> _ЗАДАНИЯ_:
A – Кто в отрывке о книге Бориса Кутенкова назван самым старшим из упомянутых?
B – Определите, соответствуют ли отрывку о книге Бориса Кутенкова следующие утверждения. (i) Героями диссертации автора были Борис Рыжий и Денис Новиков. (ii) Людмила Вязмитинова названа ведущей и критиком проекта «Полет разборов». (iii) Стихотворная строка с именем в книге сравнивается с фотографией в семейном альбоме.

> _ИСХОДНЫЙ ТЕКСТ_:
_ _ _ _ _
Все упоминания существуют в едином смысловом поле, хотя «иных уж нет, а те далече» (4). Самый старший из упомянутых — Райнер Мария Рильке. Разными авторскими эмоциями овеяны давно почившие серебряновечные Александр Блок, Марина Цветаева, Борис Пастернак, Осип Мандельштам. В одном с ними списке почивших дорогие сердцу автора герои его диссертации — Борис Рыжий и Денис Новиков, почитаемый Учитель-вне-времени — Татьяна Бек, ведущая и критик проекта «Полет разборов» Людмила Вязмитинова… И здесь же ¬— множество ныне живущих и творящих литературных друзей Бориса, поэтов и критиков, соредакторов литературных журналов, рецензентов «Полета разборов»… Громадный длинный список, в котором сошлись прошлое и настоящее, молитвы об упокоении и о здравии, смерть и жизнь, но so true память хранит всех, цепляется за имена стихотворными строками, чтобы к любимым всегда можно было вернуться. Стихотворная строка с именем в книге Кутенкова — будто заветная точка сохранения в компьютерной игре, Гермионин маховик, символическая машина времени…
Борису Кутенкову созвучен Экзюпери (5):
Я пытаюсь рассказать о нём для того, чтоб о нём не забыть.
_ _ _ _ _
[Записи с координатной разметкой]
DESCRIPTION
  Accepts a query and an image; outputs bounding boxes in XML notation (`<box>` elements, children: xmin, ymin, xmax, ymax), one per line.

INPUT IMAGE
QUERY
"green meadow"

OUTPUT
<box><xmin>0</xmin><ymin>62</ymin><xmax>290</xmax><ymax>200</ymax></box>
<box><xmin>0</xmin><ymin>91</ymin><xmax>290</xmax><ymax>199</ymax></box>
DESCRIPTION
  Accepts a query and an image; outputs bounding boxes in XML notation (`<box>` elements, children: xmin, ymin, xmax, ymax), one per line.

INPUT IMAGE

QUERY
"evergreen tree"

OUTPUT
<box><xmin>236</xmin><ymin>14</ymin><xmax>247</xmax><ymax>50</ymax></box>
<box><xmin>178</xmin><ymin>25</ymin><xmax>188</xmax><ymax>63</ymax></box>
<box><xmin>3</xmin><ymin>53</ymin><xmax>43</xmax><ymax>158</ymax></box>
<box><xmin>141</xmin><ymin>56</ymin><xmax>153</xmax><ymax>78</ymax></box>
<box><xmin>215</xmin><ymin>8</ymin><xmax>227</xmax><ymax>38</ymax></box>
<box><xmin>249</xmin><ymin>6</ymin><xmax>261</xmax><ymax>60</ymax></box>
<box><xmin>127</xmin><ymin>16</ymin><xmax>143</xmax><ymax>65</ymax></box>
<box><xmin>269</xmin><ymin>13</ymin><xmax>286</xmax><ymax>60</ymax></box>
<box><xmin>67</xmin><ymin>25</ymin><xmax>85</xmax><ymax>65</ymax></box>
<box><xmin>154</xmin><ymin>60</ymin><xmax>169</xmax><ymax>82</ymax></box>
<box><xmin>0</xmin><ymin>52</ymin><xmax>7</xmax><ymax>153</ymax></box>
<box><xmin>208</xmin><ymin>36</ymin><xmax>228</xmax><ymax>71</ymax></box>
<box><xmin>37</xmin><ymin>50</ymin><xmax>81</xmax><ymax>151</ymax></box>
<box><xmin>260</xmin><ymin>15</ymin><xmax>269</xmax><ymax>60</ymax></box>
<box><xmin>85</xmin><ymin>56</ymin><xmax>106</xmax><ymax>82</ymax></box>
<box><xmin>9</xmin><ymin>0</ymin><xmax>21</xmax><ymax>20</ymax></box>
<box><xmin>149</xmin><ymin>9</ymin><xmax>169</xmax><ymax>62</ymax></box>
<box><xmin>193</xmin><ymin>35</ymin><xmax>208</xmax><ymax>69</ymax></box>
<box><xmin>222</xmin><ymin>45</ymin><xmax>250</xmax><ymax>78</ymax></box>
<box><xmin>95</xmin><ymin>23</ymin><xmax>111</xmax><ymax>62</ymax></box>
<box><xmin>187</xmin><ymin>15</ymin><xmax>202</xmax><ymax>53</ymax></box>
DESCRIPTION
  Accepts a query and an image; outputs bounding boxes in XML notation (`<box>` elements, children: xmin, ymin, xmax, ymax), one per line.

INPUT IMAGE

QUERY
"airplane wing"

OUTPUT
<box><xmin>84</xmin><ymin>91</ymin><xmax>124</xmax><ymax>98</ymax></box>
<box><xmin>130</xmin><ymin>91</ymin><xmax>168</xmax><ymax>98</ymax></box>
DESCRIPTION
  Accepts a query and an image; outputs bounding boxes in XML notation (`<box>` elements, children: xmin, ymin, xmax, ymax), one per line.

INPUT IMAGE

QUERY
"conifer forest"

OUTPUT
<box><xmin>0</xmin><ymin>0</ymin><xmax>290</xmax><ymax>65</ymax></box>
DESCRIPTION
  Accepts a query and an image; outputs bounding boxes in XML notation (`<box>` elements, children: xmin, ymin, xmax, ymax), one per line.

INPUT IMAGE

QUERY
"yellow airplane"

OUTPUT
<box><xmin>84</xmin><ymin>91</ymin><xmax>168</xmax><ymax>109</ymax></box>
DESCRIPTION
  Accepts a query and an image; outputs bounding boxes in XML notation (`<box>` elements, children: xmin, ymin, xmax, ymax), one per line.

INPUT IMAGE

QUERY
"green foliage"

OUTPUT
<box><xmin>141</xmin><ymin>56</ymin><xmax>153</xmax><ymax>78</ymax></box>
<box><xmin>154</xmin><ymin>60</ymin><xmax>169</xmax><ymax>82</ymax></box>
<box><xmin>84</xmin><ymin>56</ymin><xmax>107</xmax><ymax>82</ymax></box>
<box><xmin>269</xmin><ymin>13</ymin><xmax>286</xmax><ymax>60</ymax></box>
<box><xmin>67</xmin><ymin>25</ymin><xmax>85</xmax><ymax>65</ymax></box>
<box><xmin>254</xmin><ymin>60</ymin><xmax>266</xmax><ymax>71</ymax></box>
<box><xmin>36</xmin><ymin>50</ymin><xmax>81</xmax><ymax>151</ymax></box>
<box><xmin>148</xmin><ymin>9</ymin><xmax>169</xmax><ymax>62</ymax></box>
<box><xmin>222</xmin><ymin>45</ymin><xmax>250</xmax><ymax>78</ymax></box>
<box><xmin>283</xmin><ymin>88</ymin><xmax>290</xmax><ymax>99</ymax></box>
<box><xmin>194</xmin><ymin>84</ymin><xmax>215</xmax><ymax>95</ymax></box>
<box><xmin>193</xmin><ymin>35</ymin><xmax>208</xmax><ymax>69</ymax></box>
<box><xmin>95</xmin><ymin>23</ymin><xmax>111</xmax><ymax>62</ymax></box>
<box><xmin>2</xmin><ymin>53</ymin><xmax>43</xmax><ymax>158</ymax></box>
_ _ _ _ _
> _ОТВЕТЫ К ЗАДАНИЯМ_:
A – Райнер Мария Рильке.

B –
(i) Да: «дорогие сердцу автора герои его диссертации — Борис Рыжий и Денис Новиков».
(ii) Да: «ведущая и критик проекта «Полет разборов» Людмила Вязмитинова».
(iii) Нет: «будто заветная точка сохранения в компьютерной игре, Гермионин маховик, символическая машина времени».